Marburg treatment candidate shows success in post-exposure tests

An experimental drug candidate to treat infection from the potential bioagent Marburg virus recently demonstrated significant survival rates in animal trials.

The treatment, known as AVI-7288, was able to offer post-exposure prophylaxis when administered four days after the onset of Marburg virus infection, which causes severe, life-threatening hemorrhagic fever.

The U.S. Department of Defense's Joint Program Executive Office for Chemical and Biological Defense - Joint Project Manager Transformational Medical Technologies funded the drug's development and Sarepta Therapeutics, formerly AVIBioPharma, conducted the study with the help of the U.S. Army Advanced Research Institute of Infectious Diseases.

During the trial, four groups of non-human primates infected with Marburg virus received AVI-7288 daily, beginning immediately, one, two or four days after exposure. The results showed a high rate of survival, between 83 and 100 percent. None of placebo-treated control group survived infection.

> _Extracted data_
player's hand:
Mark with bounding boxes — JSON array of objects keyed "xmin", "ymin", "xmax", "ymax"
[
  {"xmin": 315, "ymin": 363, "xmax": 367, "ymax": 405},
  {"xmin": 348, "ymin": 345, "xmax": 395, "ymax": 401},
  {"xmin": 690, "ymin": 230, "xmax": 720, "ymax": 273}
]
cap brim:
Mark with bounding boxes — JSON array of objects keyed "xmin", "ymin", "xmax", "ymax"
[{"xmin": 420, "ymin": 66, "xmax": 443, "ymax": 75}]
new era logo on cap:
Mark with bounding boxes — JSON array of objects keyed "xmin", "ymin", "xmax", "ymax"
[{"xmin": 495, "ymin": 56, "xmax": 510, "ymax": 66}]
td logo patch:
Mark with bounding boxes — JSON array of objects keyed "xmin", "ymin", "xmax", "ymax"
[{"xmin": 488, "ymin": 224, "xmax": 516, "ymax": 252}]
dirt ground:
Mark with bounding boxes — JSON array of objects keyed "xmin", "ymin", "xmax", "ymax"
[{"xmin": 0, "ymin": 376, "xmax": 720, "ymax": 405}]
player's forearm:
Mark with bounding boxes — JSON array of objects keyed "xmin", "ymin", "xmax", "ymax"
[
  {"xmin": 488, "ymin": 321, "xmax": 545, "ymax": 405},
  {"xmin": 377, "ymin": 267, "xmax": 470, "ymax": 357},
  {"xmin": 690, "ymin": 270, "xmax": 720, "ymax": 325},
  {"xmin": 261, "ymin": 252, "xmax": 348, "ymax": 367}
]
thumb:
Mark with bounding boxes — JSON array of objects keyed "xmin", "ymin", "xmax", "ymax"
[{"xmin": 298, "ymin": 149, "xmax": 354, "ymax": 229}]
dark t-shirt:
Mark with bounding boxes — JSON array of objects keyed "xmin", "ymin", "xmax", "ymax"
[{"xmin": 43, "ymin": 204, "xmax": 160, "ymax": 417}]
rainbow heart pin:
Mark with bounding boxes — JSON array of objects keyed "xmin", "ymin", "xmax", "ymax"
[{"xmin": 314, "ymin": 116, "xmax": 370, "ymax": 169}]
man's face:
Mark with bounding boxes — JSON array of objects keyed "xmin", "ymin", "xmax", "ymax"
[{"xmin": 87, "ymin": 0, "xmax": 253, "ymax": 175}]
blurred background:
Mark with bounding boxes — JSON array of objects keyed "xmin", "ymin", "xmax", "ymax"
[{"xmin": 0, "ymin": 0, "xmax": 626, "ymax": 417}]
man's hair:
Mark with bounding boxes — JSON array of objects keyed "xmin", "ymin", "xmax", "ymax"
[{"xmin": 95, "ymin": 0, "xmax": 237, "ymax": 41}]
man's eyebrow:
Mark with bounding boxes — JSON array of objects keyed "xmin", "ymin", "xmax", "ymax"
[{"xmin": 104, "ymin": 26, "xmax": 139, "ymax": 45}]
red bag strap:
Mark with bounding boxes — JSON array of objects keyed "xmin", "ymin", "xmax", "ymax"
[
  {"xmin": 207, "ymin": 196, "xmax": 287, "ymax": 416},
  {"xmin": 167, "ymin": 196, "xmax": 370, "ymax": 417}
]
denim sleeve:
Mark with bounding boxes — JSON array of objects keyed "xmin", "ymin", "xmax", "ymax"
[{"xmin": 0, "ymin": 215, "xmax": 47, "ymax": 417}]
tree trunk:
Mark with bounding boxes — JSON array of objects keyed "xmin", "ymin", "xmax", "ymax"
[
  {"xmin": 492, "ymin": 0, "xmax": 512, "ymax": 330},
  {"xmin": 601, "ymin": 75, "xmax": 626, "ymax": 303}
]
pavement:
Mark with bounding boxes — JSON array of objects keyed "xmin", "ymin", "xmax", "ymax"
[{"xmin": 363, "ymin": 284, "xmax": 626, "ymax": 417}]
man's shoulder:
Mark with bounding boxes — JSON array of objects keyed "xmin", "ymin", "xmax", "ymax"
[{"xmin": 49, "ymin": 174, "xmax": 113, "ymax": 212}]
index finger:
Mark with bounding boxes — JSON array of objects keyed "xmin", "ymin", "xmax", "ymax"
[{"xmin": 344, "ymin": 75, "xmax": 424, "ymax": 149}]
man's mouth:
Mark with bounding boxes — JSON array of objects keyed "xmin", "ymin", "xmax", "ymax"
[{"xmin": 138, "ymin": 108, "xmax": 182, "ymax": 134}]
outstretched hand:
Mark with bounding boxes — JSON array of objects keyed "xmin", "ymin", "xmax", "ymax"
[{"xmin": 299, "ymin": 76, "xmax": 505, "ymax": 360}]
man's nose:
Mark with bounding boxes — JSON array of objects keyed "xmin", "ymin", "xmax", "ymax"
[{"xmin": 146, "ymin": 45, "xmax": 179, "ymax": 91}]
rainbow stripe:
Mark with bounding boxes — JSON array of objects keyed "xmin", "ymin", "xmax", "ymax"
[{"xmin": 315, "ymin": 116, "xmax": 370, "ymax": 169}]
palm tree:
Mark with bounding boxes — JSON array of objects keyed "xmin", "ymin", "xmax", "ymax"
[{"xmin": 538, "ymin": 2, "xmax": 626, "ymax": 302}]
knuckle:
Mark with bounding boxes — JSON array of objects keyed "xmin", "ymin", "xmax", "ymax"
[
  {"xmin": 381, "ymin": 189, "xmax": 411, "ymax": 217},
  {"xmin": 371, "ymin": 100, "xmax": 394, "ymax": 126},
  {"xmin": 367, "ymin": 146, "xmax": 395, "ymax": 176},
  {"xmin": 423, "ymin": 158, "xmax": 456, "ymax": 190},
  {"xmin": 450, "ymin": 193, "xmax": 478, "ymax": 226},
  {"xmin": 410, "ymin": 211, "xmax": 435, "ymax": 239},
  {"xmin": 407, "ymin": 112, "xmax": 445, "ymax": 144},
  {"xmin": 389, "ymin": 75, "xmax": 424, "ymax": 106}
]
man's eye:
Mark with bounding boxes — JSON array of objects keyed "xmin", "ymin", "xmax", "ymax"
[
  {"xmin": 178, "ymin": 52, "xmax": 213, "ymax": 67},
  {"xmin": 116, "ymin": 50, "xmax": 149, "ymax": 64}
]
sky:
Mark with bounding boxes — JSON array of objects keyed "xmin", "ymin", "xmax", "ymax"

> _What this task involves_
Continue the article on the Marburg treatment candidate AVI-7288, starting right after its last sentence.

> _Output_
"Showing efficacy when used up to four days post infection is a very significant step in the development of the Marburg drug candidate," David Hough, the joint project manager for JPM-TMT, said. "Our goal is to protect the warfighter and the nation from naturally occurring or weaponized viruses and this new development means that we may soon be able to offer treatments for a lethal and fast-acting virus even days after the suspected exposure."

The ongoing study will continue to monitor the animals post-treatment for 40 days. The researchers intend to monitor additional indicators, including liver enzymes and renal markers.